- What to do
Write each line again exactly as it is, from the opening line of the records below through the one containing "Regarding the medical scan above, where is the autumn", and add nothing.

- Records to use
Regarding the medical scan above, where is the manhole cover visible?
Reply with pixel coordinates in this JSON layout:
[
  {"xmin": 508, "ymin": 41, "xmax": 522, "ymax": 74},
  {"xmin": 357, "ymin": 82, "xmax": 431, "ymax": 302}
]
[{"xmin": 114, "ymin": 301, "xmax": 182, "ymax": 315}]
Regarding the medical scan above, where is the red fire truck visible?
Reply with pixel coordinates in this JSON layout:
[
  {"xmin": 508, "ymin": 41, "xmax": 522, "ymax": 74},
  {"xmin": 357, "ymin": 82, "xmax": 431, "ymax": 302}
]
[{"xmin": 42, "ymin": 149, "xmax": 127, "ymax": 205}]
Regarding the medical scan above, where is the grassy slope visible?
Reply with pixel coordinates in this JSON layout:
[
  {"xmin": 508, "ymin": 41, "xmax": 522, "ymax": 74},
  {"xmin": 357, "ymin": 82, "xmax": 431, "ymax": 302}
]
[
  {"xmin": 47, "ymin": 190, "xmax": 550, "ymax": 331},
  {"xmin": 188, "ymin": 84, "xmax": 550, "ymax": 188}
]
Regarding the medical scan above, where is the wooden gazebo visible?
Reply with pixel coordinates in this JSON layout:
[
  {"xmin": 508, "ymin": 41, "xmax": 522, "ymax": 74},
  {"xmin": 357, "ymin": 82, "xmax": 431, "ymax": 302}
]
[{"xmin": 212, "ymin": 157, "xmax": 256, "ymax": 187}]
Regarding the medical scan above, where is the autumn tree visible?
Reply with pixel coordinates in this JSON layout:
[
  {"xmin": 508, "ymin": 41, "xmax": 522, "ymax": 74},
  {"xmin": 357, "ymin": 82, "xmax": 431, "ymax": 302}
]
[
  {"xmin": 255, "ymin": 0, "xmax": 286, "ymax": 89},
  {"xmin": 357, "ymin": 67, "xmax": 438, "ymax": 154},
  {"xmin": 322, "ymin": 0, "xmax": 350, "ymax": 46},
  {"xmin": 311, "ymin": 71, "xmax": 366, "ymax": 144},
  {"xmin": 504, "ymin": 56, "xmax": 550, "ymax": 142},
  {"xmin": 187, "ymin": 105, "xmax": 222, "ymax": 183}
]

- Answer
Regarding the medical scan above, where is the manhole cover visible?
Reply with pixel coordinates in this JSON layout:
[
  {"xmin": 508, "ymin": 41, "xmax": 522, "ymax": 74},
  {"xmin": 357, "ymin": 82, "xmax": 431, "ymax": 302}
]
[{"xmin": 114, "ymin": 301, "xmax": 182, "ymax": 315}]
Regarding the medical scan above, where is the red fire truck visible?
Reply with pixel coordinates in this JSON layout:
[
  {"xmin": 508, "ymin": 41, "xmax": 522, "ymax": 74},
  {"xmin": 357, "ymin": 82, "xmax": 431, "ymax": 302}
]
[{"xmin": 42, "ymin": 149, "xmax": 127, "ymax": 205}]
Regarding the medical scan above, where is the grassy slope visible?
Reply with pixel coordinates in this JSON layout:
[
  {"xmin": 508, "ymin": 41, "xmax": 522, "ymax": 74},
  {"xmin": 357, "ymin": 82, "xmax": 431, "ymax": 302}
]
[
  {"xmin": 47, "ymin": 190, "xmax": 550, "ymax": 331},
  {"xmin": 188, "ymin": 84, "xmax": 550, "ymax": 188}
]
Regarding the medical scan above, where is the wooden gazebo visible?
Reply with pixel coordinates in this JSON layout:
[
  {"xmin": 508, "ymin": 41, "xmax": 522, "ymax": 74},
  {"xmin": 357, "ymin": 82, "xmax": 431, "ymax": 302}
]
[{"xmin": 212, "ymin": 157, "xmax": 256, "ymax": 187}]
Regarding the medical scan above, where is the autumn tree visible?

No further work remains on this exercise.